Material to process —
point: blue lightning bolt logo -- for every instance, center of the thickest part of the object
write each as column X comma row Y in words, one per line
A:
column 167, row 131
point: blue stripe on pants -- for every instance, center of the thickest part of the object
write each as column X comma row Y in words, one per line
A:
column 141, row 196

--

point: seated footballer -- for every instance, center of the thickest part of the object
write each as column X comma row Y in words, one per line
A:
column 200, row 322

Exercise aim —
Copy out the entries from the line holding "point: blue stripe" through the line holding "column 141, row 196", both lines included, with nothing changed.

The output —
point: blue stripe on pants -- for every instance, center of the thickest part of the object
write each as column X comma row Y in words, one per line
A:
column 141, row 196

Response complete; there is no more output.